→ Article:
────

# Using Vertex AI Vector Search and Vertex AI Embeddings for Text for StackOverflow Questions

## Overview
This lab demonstrates how to provide semantic search to a large dataset of questions from StackOverflow. Because of the large size of the datataset, you will query the questions using BigQuery. Then, you will create text embeddings from the questions using the Vertex AI Text-Embeddings API service and store them in a Cloud Storage bucket. Once all embeddings are created, you will create a Vertex AI Vector Search index for those embeddings, so that you can search them afterwards.

The Vertex AI Text-Embeddings API enhances the process of generating text embeddings. These text embeddings, which are numerical representations of text, play a pivotal role in many tasks involving the identification of similar items, like Google searches, online shopping recommendations, and personalized music suggestions.

Vertex AI Vector Search Engine service is a high-scale, low-latency solution, for finding similar vectors from a large corpus. Vector Search is a fully managed offering, further reducing operational overhead. It is built upon Approximate Nearest Neighbor (ANN) technology developed by Google Research.



In [1]:
! pip3 install --upgrade google-cloud-aiplatform \
                        google-cloud-storage \
                        'google-cloud-bigquery[pandas]'

Collecting google-cloud-storage
  Downloading google_cloud_storage-2.18.2-py2.py3-none-any.whl.metadata (9.1 kB)
Downloading google_cloud_storage-2.18.2-py2.py3-none-any.whl (130 kB)
Installing collected packages: google-cloud-storage
  Attempting uninstall: google-cloud-storage
    Found existing installation: google-cloud-storage 2.14.0
    Uninstalling google-cloud-storage-2.14.0:
      Successfully uninstalled google-cloud-storage-2.14.0
Successfully installed google-cloud-storage-2.18.2


In [1]:
import IPython

app = IPython.Application.instance()
app.kernel.do_shutdown(True)

────

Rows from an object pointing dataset

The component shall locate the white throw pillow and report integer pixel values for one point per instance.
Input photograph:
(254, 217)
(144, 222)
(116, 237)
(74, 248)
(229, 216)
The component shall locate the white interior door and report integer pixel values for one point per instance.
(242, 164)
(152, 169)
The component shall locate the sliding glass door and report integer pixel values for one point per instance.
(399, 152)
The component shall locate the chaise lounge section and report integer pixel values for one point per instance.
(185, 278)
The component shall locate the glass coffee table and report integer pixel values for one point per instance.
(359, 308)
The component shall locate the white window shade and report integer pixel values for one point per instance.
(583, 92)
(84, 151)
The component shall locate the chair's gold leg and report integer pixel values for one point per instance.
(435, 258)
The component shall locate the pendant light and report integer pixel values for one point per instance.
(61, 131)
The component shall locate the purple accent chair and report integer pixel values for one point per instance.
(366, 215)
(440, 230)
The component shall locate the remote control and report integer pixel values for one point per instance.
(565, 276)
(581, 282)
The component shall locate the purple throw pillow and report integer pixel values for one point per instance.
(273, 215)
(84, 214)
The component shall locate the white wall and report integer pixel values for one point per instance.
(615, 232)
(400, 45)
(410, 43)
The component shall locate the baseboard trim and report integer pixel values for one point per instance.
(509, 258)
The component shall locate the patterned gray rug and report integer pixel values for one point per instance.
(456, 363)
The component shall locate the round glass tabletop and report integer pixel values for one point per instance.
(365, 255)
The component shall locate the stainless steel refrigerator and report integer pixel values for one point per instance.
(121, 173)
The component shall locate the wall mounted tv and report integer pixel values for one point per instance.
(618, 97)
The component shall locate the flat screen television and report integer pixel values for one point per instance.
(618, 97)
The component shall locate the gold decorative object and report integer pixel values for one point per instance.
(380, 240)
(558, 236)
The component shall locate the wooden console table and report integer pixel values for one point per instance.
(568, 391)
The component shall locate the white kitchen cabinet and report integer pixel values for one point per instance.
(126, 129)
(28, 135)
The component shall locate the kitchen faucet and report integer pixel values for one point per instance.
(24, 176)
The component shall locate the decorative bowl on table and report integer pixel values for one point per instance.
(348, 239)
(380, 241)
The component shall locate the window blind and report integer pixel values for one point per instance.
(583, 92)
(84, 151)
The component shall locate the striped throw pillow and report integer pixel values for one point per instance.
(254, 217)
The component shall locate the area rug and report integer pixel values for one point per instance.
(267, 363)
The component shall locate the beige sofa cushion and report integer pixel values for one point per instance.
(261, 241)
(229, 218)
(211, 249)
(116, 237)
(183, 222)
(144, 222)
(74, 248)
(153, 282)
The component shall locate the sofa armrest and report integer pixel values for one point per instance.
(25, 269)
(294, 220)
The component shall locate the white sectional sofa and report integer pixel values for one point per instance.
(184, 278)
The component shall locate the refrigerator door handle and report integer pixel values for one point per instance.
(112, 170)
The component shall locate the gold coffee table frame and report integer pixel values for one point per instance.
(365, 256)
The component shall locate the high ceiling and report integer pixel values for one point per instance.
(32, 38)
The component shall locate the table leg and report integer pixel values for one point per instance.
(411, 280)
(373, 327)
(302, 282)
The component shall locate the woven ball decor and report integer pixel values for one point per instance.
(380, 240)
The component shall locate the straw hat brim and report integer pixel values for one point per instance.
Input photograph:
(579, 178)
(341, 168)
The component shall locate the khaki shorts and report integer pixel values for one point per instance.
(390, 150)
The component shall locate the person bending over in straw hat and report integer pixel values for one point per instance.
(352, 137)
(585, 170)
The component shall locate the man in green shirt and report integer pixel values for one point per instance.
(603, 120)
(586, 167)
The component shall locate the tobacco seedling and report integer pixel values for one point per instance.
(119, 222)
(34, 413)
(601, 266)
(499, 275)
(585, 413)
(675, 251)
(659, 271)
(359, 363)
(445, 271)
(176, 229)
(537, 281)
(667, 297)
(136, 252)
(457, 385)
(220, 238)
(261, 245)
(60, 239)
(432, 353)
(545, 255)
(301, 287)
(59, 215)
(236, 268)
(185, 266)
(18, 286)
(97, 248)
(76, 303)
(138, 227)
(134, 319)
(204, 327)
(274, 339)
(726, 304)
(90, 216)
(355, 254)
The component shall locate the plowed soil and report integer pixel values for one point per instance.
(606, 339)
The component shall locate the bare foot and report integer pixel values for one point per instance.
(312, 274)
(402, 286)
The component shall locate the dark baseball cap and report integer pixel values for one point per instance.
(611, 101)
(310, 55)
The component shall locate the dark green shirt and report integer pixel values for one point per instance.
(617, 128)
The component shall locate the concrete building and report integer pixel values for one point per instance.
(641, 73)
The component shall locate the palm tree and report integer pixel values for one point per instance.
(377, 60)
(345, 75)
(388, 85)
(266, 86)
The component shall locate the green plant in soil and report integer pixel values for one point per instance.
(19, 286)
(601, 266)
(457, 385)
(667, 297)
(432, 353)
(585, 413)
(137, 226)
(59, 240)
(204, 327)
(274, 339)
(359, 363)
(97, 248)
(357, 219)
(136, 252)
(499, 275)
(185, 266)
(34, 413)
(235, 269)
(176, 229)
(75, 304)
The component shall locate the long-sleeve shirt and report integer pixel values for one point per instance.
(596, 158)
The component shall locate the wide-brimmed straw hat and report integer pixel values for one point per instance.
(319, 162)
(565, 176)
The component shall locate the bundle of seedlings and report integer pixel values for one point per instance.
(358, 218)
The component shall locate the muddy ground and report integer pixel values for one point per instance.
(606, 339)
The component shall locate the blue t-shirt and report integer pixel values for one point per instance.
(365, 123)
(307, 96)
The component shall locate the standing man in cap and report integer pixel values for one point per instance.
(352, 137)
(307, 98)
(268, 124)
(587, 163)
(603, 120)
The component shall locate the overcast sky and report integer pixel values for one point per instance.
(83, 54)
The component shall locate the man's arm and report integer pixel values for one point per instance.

────

→ Stated problem 1: In the lab, what technology is Vector Search built upon?
→ Stated problem 2: Transcribe the lab, beginning at the words "Installing collected packages: google-cloud-storage" and stopping after "app = IPython.Application.instance()".
The material comes from a different source than the lab.

→ Worked answer 1: Approximate Nearest Neighbor (ANN) technology developed by Google Research.

→ Worked answer 2:
Installing collected packages: google-cloud-storage
  Attempting uninstall: google-cloud-storage
    Found existing installation: google-cloud-storage 2.14.0
    Uninstalling google-cloud-storage-2.14.0:
      Successfully uninstalled google-cloud-storage-2.14.0
Successfully installed google-cloud-storage-2.18.2


In [1]:
import IPython

app = IPython.Application.instance()